* **WORK TASK**
Please print the stretch of the passage on DS testing from "In the future, integrated" through "Dr. Yu noted.", word for word.

In the future, integrated workflows may play a significant role in developing methods. “A workflow incorporating (U)HPLC/HRMS with a strong informatics solution is becoming increasing common for method development,” Dr. Yu said. “Once target markers are identified, a fast, mobile device is highly desirable especially for initial screening purpose. For example, direct MS analysis with ambient ionization techniques, such as ASAP and DART.” Advances in instrument sensitivity for detecting adulterants is also an important factor. “Even though, today, triple quadrupole MS is still the gold standard of LC/MS quantification, moving forward, with the fast advancement of the HRMS technology, being able to perform qualitative and quantitative analysis on HRMS will also be a clear trend,” Dr. Yu noted.
Agilent also views MS techniques, including LC/MS, as significant for DS testing in the future, though Mr. Lee believes instrument cost also plays a role in choosing testing methodologies. “While more and more customers appreciate the sensitivity, specificity and the ability to perform untargeted profiling using MS, other labs are satisfied working with existing and validated methods based on LC, which clearly also represents a low investment level and can be implemented with a lower training requirement (both with respect to MS usage and the statistical skills that are required for profiling investigations),” he said.
USP Chapter suggests alternate methods to LC/MS that can also affect testing costs. “[The Chapter] emphasizes the advantages of other, orthogonal approaches, which could be less expensive and laborious, and still yield screening results equivalent, and occasionally, superior to those achievable by LC/MS,” said Mr. Bzhelyansky. “Use of orthogonal techniques is encouraged because while it may be possible to ‘trick’ one test, it is much harder to achieve this with two or more orthogonal ones.”
The DS industry has steadily become more regulated, not only in the US but also globally. In 2014, for example, China’s FDA passed DS regulations. Waters is participating in the implementation of DS adulteration testing in China with its Pharmacopeia–Waters Joint Open Lab, which was opened in Beijing in 2015. Agilent has seen an increase in DS testing since the Nutritional Supplement regulations for DS was passed. “The pressure to ensure that safety, identity and authenticity of Chinese exports is certainly driving increased testing by both LC and mass spec,” said Mr. Lee. “The needs for DS testing in China are mainly from Institute for Drug Control labs in the China FDA system. Some [China} CDC and China Exit-Entry Inspection and Quarantine Bureau labs are also qualified for such testing.” He noted that the majority of these applications use triple quadrupole LC/MS and LC/Q-TOF instrumentation. Thermo Fisher Scientific also noted interest from China for DS testing. “We have been requested to analyze several traditional Chinese medicines and to reproduce Chinese Pharmacop methods using the Thermo Scientific Vanquish platforms and mass detection,” said Dr. Divan.

* **PROVIDED RECORDS**
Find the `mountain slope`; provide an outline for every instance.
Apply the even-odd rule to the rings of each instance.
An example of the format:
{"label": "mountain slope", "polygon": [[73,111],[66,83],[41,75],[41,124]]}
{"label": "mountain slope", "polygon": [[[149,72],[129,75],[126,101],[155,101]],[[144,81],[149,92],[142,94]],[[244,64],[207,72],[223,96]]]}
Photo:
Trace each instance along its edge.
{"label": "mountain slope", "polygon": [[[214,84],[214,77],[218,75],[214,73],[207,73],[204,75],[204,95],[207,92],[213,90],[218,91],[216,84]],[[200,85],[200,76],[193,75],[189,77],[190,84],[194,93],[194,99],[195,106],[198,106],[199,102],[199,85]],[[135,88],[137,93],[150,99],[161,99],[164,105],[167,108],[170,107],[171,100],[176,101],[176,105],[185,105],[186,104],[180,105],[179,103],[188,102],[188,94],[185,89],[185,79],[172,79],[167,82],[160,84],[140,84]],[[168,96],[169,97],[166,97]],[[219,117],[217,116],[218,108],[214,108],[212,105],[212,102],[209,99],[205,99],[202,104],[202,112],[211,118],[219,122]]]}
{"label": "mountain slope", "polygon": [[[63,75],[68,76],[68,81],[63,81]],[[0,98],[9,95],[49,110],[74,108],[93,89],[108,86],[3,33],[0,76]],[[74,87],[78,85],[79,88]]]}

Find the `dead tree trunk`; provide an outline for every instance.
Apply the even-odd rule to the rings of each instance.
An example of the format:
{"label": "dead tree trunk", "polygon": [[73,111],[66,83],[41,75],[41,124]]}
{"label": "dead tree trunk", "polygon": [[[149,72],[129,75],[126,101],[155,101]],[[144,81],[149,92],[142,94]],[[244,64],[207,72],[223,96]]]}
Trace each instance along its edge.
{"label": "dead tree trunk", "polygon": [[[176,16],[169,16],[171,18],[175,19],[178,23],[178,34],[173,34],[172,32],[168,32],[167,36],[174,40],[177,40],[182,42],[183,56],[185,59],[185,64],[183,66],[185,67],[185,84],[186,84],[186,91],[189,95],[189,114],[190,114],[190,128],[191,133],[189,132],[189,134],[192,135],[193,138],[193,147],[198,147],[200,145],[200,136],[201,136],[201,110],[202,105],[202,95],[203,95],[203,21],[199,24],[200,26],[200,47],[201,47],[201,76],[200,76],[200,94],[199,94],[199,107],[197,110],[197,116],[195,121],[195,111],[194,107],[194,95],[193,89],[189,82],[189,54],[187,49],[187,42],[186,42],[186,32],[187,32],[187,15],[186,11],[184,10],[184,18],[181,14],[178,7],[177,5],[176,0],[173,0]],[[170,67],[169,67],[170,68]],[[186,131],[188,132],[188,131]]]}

* **TASK OUTPUT**
In the future, integrated workflows may play a significant role in developing methods. “A workflow incorporating (U)HPLC/HRMS with a strong informatics solution is becoming increasing common for method development,” Dr. Yu said. “Once target markers are identified, a fast, mobile device is highly desirable especially for initial screening purpose. For example, direct MS analysis with ambient ionization techniques, such as ASAP and DART.” Advances in instrument sensitivity for detecting adulterants is also an important factor. “Even though, today, triple quadrupole MS is still the gold standard of LC/MS quantification, moving forward, with the fast advancement of the HRMS technology, being able to perform qualitative and quantitative analysis on HRMS will also be a clear trend,” Dr. Yu noted.